- _EXERCISE REQUIREMENTS_:
Render every line of the listing below as a JSON array of strings, one string per line, with blank lines omitted.

━━ SOURCE RECORDS ━━

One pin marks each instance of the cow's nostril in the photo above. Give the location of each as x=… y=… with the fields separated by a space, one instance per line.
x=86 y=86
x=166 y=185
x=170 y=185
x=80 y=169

━━━

- _RESULT OF THE EXERCISE_:
[
  "One pin marks each instance of the cow's nostril in the photo above. Give the location of each as x=… y=… with the fields separated by a space, one instance per line.",
  "x=86 y=86",
  "x=166 y=185",
  "x=170 y=185",
  "x=80 y=169"
]